╔══
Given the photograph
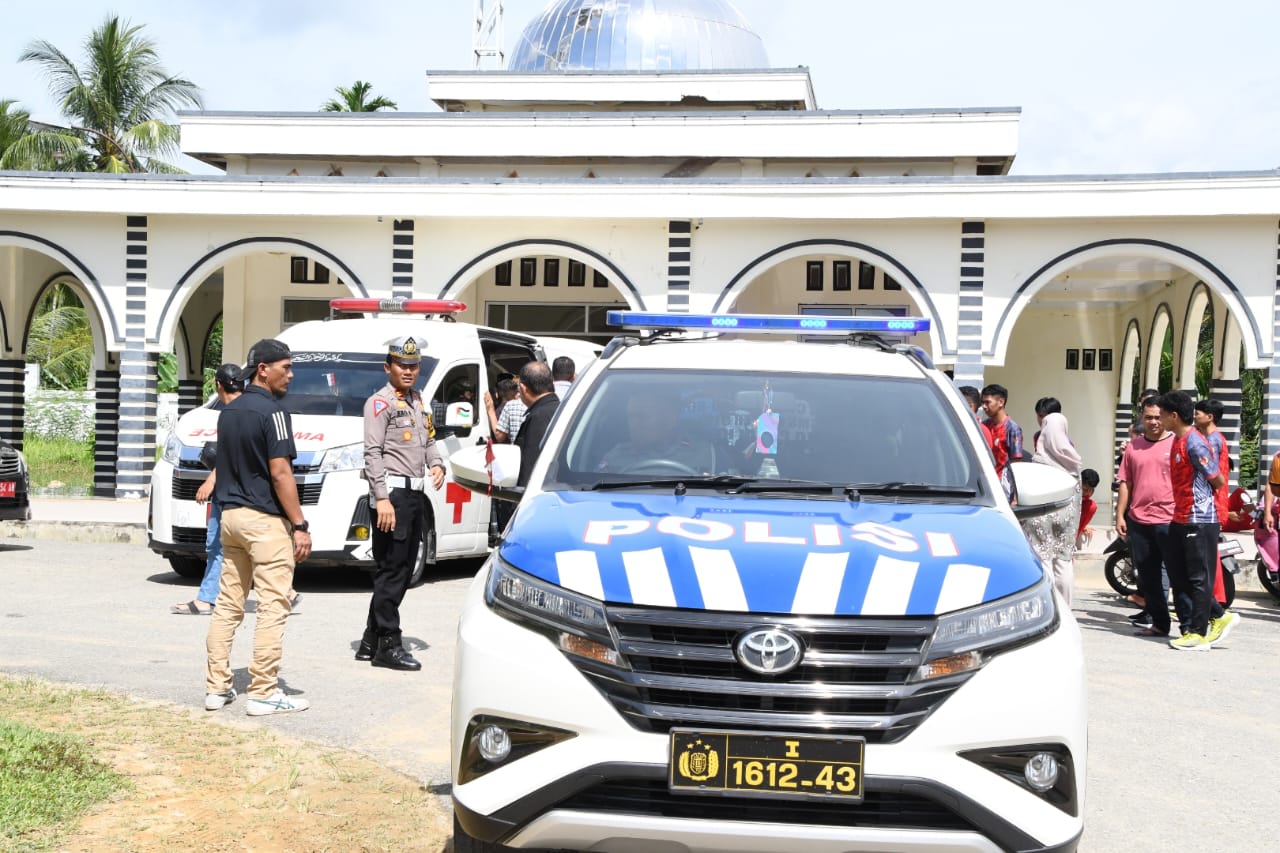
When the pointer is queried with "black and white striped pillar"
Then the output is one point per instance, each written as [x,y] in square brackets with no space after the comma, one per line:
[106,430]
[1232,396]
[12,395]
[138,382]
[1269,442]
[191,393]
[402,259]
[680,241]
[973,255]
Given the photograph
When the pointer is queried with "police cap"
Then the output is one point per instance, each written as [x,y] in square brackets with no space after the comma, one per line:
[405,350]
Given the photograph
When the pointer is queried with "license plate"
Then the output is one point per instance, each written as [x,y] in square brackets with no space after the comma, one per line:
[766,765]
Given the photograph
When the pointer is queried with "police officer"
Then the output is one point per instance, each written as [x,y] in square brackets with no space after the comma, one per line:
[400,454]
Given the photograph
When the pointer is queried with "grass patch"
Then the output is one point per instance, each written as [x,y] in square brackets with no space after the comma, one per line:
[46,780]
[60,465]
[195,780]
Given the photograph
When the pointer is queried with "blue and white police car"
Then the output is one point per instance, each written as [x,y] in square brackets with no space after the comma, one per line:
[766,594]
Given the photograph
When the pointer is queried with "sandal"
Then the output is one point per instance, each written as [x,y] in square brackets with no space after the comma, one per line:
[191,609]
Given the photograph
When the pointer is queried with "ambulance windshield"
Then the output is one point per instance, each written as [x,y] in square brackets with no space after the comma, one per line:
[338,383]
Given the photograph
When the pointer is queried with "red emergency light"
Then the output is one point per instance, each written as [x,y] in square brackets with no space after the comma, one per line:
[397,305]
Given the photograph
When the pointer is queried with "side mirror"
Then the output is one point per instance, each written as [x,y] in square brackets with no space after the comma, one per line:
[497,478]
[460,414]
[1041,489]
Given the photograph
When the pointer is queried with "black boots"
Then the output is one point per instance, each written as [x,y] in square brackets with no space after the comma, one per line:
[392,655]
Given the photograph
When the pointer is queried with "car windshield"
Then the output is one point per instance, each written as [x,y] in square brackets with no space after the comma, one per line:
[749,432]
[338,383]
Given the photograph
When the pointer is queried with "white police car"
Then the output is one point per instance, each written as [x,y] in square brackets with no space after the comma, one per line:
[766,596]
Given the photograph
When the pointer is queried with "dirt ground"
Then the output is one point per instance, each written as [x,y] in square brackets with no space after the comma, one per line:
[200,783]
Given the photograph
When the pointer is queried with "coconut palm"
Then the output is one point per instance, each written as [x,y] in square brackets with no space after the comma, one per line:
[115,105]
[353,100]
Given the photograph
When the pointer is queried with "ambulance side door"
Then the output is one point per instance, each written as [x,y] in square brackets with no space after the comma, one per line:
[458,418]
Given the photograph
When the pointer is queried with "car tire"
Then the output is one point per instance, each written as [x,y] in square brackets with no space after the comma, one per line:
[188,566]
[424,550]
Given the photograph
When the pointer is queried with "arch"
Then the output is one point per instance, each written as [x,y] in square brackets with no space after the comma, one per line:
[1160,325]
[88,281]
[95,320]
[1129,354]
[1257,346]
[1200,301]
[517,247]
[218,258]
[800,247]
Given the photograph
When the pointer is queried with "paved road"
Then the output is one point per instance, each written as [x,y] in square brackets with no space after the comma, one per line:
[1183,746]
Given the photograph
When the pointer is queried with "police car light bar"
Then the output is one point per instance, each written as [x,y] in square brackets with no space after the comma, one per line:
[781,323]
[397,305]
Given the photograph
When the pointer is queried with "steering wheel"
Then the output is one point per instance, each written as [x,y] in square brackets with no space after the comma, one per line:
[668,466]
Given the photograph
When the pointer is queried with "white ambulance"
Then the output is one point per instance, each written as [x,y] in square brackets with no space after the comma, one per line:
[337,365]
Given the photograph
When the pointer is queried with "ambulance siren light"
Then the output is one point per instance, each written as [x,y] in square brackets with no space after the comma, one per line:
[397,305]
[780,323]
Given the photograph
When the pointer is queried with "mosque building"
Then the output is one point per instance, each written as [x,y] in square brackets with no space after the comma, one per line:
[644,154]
╚══
## What to work on
Pictures appear in the records above. Output everything except them, exactly.

## Full output
Given the photograph
When the pointer is queried with "black and white striped pillar"
Then the output is one point per instance, each written as [x,y] in square brackets with no space after the comma, one per line:
[106,430]
[1232,396]
[12,395]
[138,382]
[1269,442]
[191,393]
[402,259]
[680,241]
[973,255]
Given the photograph
When the pointer is queried with "police cap"
Then the output is one point per instance, each written as [x,y] in square brackets with no space after the comma, one per line:
[405,350]
Given the photograph
When the pointer is queried with "license plate"
Then the output is one point per instance, each written as [x,y] in square brackets with no space after the comma, one per line:
[766,765]
Given the photograph
When the pointer is queried with "police officer"
Then the output is one point per instance, each written as [x,y] in square brackets with no space after the comma, one per line:
[400,454]
Given the photograph
When the pointer is queried with "grass patch"
Then the output is one point per instance, each written as [x,y] in square brackets with no space after the comma, one per line:
[46,780]
[60,465]
[195,780]
Given the photograph
When the pointer is queried with "blue and white police car"
Then the output is one point per instance, each written as [x,y] in square brackets with no space after the comma, one per line:
[766,594]
Given the photograph
When the pointer is queried with "sandal"
Then the output is one point per instance, each written as [x,y] in square brackets with no space after the comma, one per line:
[191,609]
Given the photograph
When the pointer is queried with "ambulance windshield"
Then the output is one point per instance, each written as [x,y] in square brackets with no space after the comma, one per line:
[338,383]
Given the photograph
When the pointer is queried with "red emergency light"
Then the output is one point per instance, each written as [x,y] in square brackets with no space after the comma, one per line:
[397,305]
Given the photograph
When the pointer is queried with "side mirror"
Then the output is one point per instance, each written as [x,y] in square brackets with no space after the comma, one per line:
[497,478]
[460,414]
[1041,489]
Given the photograph
When the pointer is queried with "black boots"
Then the output is one point per instance, each written as [x,y] in square brackets with no space after the comma, one per line:
[392,655]
Given the photograph
When the pointer is queried with "car windshield"
Then the output is one point per instance, each written as [x,y] in square brackets with no space after the comma, one per line:
[749,432]
[338,383]
Given the photograph
When the pointer is queried with "white police car"
Then the output is one point per instance, each written as [x,y] in square brackets with no space after the comma, one per line:
[766,596]
Given the photograph
When the pointer is queried with "dirt ground"
Then the output is one point per instance, each written as [x,y] in square brackets with no space after the comma, one per line:
[200,783]
Given the photograph
When the pointer is queried with "coconut palm"
Then the output is one point per instance, each written as [x,y] in square brackets with no space after the comma, one per line:
[115,105]
[353,100]
Given the photograph
When the pointer is queried with "ambulance side door"
Then the output is one point per instance, each written as [x,y] in square brackets with no space after the comma, one per line:
[458,418]
Given the photograph
When the pointer is queried with "car tire"
Then the output is one point per instance, each written as [x,y] in square brackets with no space after the comma, one per line:
[188,566]
[424,550]
Given the photograph
When the pointer is queried with "arch"
Then the output is one point per instance, each written as [x,y] in square brackets with no space after the comma, one per line:
[1160,325]
[88,281]
[95,320]
[1129,354]
[1257,346]
[1200,301]
[517,247]
[218,258]
[800,247]
Given the photograph
When the pointer is queried with "paved road"
Then the output is one point per instance, each written as [x,y] in square brackets with no space after the comma, one per line:
[1183,746]
Given the photograph
When the pointer is queried with "police car light bar"
Then the output is one point per instance, each written as [x,y] in square brackets with no space after the comma, one per line:
[781,323]
[397,305]
Given the photograph
When the pointer is queried with "steering wheel"
Then the output is one point per instance, each written as [x,y] in square brackets with no space after the comma, one per line:
[668,466]
Given the photograph
When the pointer is queried with "white ambulance"
Then the output is one point per instance, each written as [x,y] in square brackets with no space after the comma, one per line:
[337,365]
Given the photograph
When the pointer is queried with "ambulance siren light"
Then the output is one point per instance, each written as [x,y] in square brackets with no space after the comma, one per line:
[397,305]
[780,323]
Given the photograph
When the pointer is queried with "mosque building"
Then the output is one point per instance, each written as [x,y] in square brackets with no space after the comma, one per line:
[644,154]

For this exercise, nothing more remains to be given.